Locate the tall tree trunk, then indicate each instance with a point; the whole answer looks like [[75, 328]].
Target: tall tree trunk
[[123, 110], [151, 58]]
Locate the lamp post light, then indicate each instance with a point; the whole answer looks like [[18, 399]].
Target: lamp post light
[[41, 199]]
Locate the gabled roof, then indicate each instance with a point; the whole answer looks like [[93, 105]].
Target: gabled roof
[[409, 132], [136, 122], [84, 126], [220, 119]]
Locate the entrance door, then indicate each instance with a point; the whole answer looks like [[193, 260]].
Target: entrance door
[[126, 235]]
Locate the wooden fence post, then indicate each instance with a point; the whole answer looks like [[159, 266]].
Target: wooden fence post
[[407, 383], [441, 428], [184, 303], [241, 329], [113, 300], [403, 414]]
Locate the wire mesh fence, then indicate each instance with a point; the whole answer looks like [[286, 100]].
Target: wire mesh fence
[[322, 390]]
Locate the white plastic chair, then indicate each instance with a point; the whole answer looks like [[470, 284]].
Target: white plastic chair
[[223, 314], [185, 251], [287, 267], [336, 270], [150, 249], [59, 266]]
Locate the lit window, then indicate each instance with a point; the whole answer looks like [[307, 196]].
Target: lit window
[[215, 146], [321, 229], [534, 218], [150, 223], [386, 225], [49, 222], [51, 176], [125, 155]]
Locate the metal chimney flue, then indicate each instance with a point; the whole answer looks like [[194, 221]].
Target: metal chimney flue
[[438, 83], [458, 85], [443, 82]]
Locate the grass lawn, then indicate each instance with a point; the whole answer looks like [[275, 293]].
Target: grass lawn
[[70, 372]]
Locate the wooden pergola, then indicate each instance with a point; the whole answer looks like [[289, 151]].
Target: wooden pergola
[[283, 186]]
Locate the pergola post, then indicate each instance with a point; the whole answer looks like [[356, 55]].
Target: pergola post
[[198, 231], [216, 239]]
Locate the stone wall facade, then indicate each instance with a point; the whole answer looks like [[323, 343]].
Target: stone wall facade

########################################

— Aim of the exercise —
Please convert the records from the line with "Locate the entrance" up to and including the line with "176], [125, 155]]" into a numbered list, leaving out any blank lines.

— Result of the task —
1. Locate the entrance door, then indicate each instance with a point; the whole answer looks like [[193, 260]].
2. Target: entrance door
3. [[126, 235]]
4. Locate the wooden fence post, then indicate each instance with a point; the whole answer looks like [[159, 266]].
5. Target: wooden fence post
6. [[407, 383], [441, 428], [184, 303], [241, 329], [113, 300], [403, 414]]
7. Locate the wire mesh fence, then indicate each instance with a point; the whole answer looks like [[286, 100]].
8. Target: wire mesh fence
9. [[322, 390]]
10. Locate the white plastic chair, then indicate each instance with a point; the whole answer looks like [[470, 284]].
11. Target: white plastic chair
12. [[223, 314], [185, 251], [287, 267], [336, 270], [150, 249], [59, 266]]
13. Locate the lit window, then indicate each instance with a point; the whole answer looks like [[307, 196]].
14. Target: lit window
15. [[215, 146], [321, 229], [534, 218], [150, 223], [386, 225], [49, 222], [51, 176], [125, 155]]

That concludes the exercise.